DATA SUPPLIED:

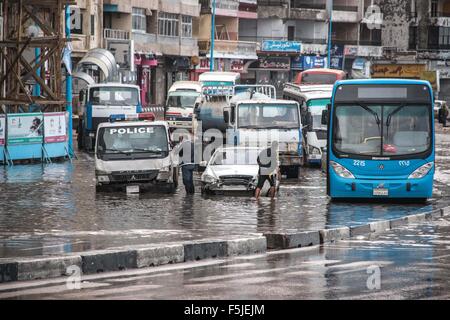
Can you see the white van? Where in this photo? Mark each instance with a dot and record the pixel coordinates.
(180, 104)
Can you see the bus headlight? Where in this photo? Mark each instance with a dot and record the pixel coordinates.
(341, 171)
(422, 171)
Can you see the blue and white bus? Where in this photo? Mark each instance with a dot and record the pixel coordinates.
(381, 139)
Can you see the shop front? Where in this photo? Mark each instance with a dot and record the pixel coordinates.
(144, 64)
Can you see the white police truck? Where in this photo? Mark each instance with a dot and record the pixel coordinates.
(133, 153)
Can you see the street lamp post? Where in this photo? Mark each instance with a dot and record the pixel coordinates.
(213, 23)
(330, 29)
(69, 85)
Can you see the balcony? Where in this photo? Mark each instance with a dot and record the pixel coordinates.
(440, 19)
(223, 7)
(115, 34)
(230, 49)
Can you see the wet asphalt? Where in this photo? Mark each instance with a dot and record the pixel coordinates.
(406, 263)
(54, 209)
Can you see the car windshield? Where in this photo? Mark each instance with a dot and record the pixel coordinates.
(382, 130)
(318, 78)
(144, 141)
(182, 99)
(268, 116)
(316, 107)
(235, 157)
(114, 96)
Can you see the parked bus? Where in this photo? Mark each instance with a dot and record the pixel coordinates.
(319, 76)
(381, 139)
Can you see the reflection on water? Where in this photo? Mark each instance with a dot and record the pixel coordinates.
(55, 206)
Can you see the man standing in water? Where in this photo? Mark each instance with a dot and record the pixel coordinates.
(267, 161)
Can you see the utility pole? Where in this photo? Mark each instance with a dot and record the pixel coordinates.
(330, 29)
(213, 26)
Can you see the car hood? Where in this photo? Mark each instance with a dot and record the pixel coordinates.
(235, 170)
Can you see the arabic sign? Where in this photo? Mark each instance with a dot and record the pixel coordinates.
(397, 70)
(281, 46)
(25, 128)
(2, 130)
(310, 62)
(55, 127)
(282, 63)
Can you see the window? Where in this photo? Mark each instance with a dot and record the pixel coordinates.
(434, 8)
(168, 24)
(139, 20)
(92, 25)
(186, 26)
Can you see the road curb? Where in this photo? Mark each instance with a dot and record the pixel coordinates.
(288, 240)
(141, 256)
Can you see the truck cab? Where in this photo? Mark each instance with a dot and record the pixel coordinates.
(313, 101)
(259, 122)
(98, 102)
(180, 104)
(134, 153)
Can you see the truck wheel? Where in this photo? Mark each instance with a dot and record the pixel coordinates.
(292, 172)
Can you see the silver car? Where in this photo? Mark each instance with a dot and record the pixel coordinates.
(234, 169)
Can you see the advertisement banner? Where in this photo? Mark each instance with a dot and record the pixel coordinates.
(2, 129)
(55, 127)
(25, 128)
(281, 46)
(310, 62)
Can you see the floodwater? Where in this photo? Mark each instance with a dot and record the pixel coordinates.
(53, 208)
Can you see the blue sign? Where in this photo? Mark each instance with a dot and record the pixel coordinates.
(311, 62)
(336, 62)
(297, 63)
(281, 46)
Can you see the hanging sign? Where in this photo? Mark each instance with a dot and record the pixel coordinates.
(25, 128)
(55, 127)
(2, 130)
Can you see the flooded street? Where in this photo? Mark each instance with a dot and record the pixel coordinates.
(50, 209)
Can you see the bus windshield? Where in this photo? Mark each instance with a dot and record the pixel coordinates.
(318, 78)
(316, 107)
(268, 116)
(382, 130)
(136, 141)
(182, 99)
(114, 96)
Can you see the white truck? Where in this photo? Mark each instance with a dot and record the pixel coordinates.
(258, 122)
(180, 103)
(135, 155)
(98, 102)
(313, 99)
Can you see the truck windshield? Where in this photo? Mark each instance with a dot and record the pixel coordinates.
(268, 116)
(235, 157)
(382, 130)
(114, 96)
(316, 107)
(182, 99)
(132, 141)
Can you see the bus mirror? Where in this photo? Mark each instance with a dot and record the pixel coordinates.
(226, 116)
(324, 117)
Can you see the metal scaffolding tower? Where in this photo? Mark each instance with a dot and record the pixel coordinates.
(31, 55)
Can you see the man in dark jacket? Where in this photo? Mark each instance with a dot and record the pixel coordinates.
(187, 163)
(267, 166)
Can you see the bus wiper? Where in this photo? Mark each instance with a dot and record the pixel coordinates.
(119, 151)
(377, 118)
(389, 118)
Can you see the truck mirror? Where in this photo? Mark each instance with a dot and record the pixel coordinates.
(226, 116)
(324, 117)
(81, 97)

SET PROBLEM:
Pictures are to be left out; the records above must be repeated word for word.

EXERCISE ANSWER:
Can you see the white van? Where in this photo? Mark each instance with a dot and record the pixel coordinates.
(180, 104)
Can you see the bus headlight? Where in this photo? Mark each instance with a dot and record the pixel coordinates.
(341, 171)
(422, 171)
Can you see the blue and white bus? Where in this photo? Mark each instance with a dot and record the pixel coordinates.
(381, 139)
Can you see the shop front? Where in this photo? Mark each instance with a dot and record the pixel coordinates.
(144, 64)
Can you see the white police truck? Where in this photo? Mark each instance with a dot and record the pixel coordinates.
(133, 153)
Can you see the street lamp post? Where in this photo? Mark each instance with a dot and record the pixel coordinates.
(213, 23)
(330, 29)
(69, 85)
Can you see the balcony? Where in this photo? Mark each instance with a dot and record the pixel coordinates.
(440, 19)
(223, 7)
(115, 34)
(230, 49)
Can you see the wet asphalt? Where in this photo? Mark each instance with a dot and record the pixel coordinates.
(406, 263)
(54, 209)
Can you see the car windshield? Where in this photo? Mark each instance with a dot and record the pixel coordinates.
(382, 130)
(318, 78)
(144, 141)
(182, 99)
(268, 116)
(316, 107)
(235, 157)
(114, 96)
Can you see the parked bus? Where in this photo? Mark each instance with a dot and record the pixel coordinates.
(319, 76)
(381, 139)
Can you see the reflection on water? Where in this photo? Mark each instance with a dot and record the pixel coordinates.
(55, 206)
Can you see the man standing in water? Where in this photo? Mark each instance with a dot and record the pixel coordinates.
(267, 161)
Can you see the utility pole? Where in this photo? Mark each instance with a dot and record the pixel coordinates.
(330, 29)
(213, 26)
Can you see the car hood? Where in this photo? Mark each instance with a dot and record the pixel coordinates.
(235, 170)
Can you see the arabic sign? Where in this photo? Mark each instance with a dot and record the pixel coordinates.
(397, 70)
(281, 46)
(25, 128)
(2, 130)
(310, 62)
(55, 127)
(282, 63)
Can you see the window? Where in this photo? Mark each instance with a dot and record the pixel coordinates.
(434, 8)
(168, 24)
(139, 20)
(92, 25)
(186, 26)
Can you see the road curb? Where in this photo? Mark each instance with a dot and record the pixel coordinates.
(288, 240)
(141, 256)
Can you see the truck cab? Where in this photo? Mark each instance with a dot and record the pixel coordinates.
(313, 101)
(259, 122)
(98, 102)
(180, 104)
(134, 153)
Can you see the truck wheel? Where in this photo? Mark each instance with a dot and record the pixel coordinates.
(292, 172)
Can you see the silver car? Where in this photo? Mark each instance with a dot and record the pixel coordinates.
(234, 169)
Can you see the advertisement banner? Where in this photo? Mark each instance with a dot and record the pixel coordinates.
(2, 129)
(55, 127)
(25, 128)
(281, 46)
(310, 62)
Can you see the floodwater? Where in this photo? Mark each instance with a dot and record the pixel coordinates.
(53, 208)
Can you see the blue sign? Where in this photo? Mark each instance with a dot and record the pixel coordinates.
(311, 62)
(336, 62)
(297, 63)
(281, 46)
Can you see the hanging sign? Where in this photo? Mark each instance with a dot and record the pixel coordinates.
(25, 128)
(55, 127)
(2, 130)
Can you see the flooded street? Where in this photo? Mark each instance with a dot and record the pixel coordinates.
(50, 209)
Can you see the bus windshield? Where in this photo? Mark each instance with a dot and record the pixel coordinates.
(318, 78)
(316, 107)
(268, 116)
(382, 130)
(136, 141)
(182, 99)
(114, 96)
Can you see the white truck? Where in this photo? Mark each instance with a dot and record the pixel coordinates.
(258, 122)
(180, 103)
(135, 155)
(98, 102)
(313, 99)
Can you see the truck windshield? Where in this photo? Mark each instance with a dot and record the pixel coordinates.
(268, 116)
(235, 157)
(382, 130)
(114, 96)
(316, 107)
(182, 99)
(132, 141)
Can you see the bus mirror? Where in this photo? Mark each instance with a dot and record the pixel coordinates.
(226, 116)
(324, 117)
Can you see the metal scaffolding tower? Where in this photo? Mark each instance with a dot and record the pixel coordinates.
(31, 55)
Can you see the man in dark jacket? Where in this photo? Mark each instance with a dot and record the pixel coordinates.
(187, 163)
(267, 166)
Can you see the bus wiper? Where in this photo? Mark each instance with a dot and record the pixel coordinates.
(119, 151)
(377, 118)
(389, 118)
Can you see the truck mirror? Where in this photo? Mark each instance with a dot and record the pixel coordinates.
(226, 116)
(324, 117)
(81, 97)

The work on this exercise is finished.